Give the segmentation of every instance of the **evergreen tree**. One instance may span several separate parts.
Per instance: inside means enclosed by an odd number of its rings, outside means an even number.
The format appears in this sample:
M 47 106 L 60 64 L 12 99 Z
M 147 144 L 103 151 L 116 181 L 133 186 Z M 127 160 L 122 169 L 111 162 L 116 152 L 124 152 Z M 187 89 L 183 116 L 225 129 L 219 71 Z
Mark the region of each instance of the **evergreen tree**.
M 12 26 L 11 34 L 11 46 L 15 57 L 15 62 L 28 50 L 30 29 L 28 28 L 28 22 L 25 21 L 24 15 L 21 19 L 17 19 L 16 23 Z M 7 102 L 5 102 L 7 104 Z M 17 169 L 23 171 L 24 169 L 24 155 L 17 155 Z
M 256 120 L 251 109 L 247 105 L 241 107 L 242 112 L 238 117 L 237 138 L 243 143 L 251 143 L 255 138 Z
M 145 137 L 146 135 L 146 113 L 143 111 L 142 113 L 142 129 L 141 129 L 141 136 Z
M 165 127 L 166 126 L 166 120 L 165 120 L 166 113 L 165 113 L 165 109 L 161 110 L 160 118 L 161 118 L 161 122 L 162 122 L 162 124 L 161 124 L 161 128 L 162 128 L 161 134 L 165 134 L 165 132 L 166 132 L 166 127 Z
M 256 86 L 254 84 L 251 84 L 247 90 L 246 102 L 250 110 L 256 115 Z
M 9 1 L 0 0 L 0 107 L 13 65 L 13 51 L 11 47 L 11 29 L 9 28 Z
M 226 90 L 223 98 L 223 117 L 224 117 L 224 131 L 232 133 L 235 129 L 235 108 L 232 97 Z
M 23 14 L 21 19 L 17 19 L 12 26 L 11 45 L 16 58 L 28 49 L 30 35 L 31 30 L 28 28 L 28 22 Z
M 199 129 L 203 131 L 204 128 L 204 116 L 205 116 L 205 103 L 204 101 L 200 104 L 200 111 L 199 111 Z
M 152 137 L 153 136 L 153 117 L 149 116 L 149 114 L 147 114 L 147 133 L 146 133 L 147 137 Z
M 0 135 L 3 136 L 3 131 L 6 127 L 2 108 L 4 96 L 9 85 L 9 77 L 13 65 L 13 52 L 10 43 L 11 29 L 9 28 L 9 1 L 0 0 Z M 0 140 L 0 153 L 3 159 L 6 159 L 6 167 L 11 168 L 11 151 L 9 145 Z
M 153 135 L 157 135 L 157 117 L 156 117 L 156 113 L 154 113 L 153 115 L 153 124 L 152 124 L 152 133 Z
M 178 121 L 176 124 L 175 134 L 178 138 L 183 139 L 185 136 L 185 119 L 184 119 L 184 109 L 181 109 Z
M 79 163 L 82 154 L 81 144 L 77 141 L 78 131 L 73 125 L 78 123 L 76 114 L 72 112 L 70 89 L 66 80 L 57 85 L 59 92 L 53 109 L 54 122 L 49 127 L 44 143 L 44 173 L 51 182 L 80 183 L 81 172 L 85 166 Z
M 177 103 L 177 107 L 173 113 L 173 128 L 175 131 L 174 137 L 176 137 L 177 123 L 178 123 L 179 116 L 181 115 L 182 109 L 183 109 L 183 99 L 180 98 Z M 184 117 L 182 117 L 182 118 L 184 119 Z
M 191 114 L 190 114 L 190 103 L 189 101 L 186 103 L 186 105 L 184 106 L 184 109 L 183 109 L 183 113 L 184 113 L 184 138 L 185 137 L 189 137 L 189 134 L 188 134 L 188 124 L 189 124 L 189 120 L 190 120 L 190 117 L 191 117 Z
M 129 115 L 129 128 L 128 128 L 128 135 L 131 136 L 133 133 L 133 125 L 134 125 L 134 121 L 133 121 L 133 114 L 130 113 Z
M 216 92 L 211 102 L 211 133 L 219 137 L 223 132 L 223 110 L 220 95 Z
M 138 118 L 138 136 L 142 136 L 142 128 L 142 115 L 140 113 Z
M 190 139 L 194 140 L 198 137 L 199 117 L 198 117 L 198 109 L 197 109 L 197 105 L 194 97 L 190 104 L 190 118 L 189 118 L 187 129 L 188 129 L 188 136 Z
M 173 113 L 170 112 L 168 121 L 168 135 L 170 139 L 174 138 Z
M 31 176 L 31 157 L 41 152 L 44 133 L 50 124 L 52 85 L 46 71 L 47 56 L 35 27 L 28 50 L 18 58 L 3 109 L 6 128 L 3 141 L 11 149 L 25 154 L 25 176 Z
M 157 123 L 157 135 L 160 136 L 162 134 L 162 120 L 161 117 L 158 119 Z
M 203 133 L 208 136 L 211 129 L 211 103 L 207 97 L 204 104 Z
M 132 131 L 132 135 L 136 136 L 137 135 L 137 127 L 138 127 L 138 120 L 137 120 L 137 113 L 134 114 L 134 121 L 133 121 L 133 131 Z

****************************************

▶ The task: If a line in the records above includes the string "evergreen", copy it.

▶ Your solution:
Give the segmentation of every instance of the **evergreen tree**. One instance may span several separate parts.
Mark the region of each instance of the **evergreen tree**.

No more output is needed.